Exercise text:
Another good result describes the function computed by convolutional networks. Since products of Toeplitz matrices, which describe convolutions, are again Toeplitz (a result I want to prove for myself), we can associate the final function with a polynomial in the strides.

We spent the problem solving session struggling with an interesting question on group equivariance. Basically, we were asked to consider the space of linear maps which preserve the symmetries in the transformation that rotates a 3x3 image by 90 degrees.

image

It was sort of easy to see that rotations would preserve it, but really hard to parametrize the linear maps themselves. Ultimately, we ended up working with a block-diagonal matrix and finding the relations which described each of the blocks. In the end, we didn’t talk too much about neural networks!

Algebraic Economics

Tianren Chen and Irem Portakal discussed algebraic economics, which studies algebraic properties of the models induced by games. Lots about games is prima facie algebraic – payoff matrices are really payoff tensors, in that each player in a game has payoffs for each combination of decisions they and the other player make. The Nash equilibrium of a game is given by a zero set of a system of equations which are polynomial in the payoffs. The totally mixed Nash equilibria generalize the payoffs into probabilities, from which jumping off point you can go further in the same fashion as likelihood geometry style problems.

Lots of complicated stuff about real algebraic geometry gets you to the really cool result from McKelvey & McLennan, which considers the solutions of the equilibrium polynomials geometrically. Then the number of solutions is given by (bounded by) the mixed volume of the Newton polytopes defined by the equilibrium polynomials! This kind of thing is called a BKK bound, after the result of Bernshtei Kushnirenko and Khovanskii on solutions to systems of Laurent polynomials.

Recorded information:
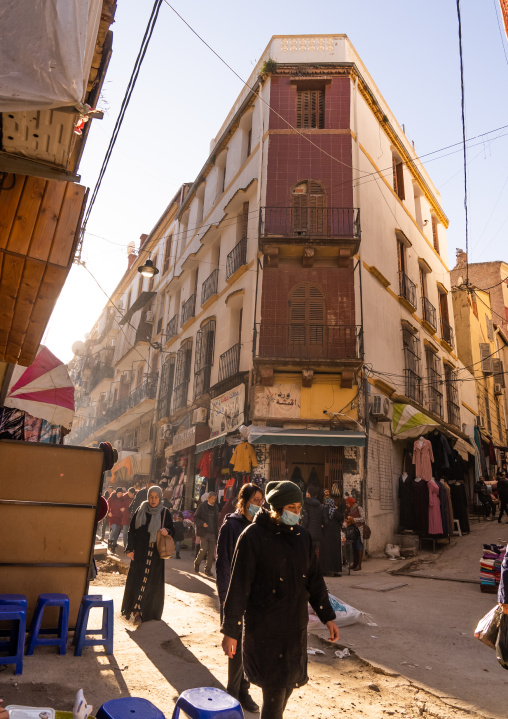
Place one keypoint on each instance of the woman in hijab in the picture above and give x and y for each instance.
(144, 588)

About this exercise:
In the notes above, rewrite everything from "Another good result" down to "in the strides.", changing "polynomial" to "multivariate polynomial".

Output of the exercise:
Another good result describes the function computed by convolutional networks. Since products of Toeplitz matrices, which describe convolutions, are again Toeplitz (a result I want to prove for myself), we can associate the final function with a multivariate polynomial in the strides.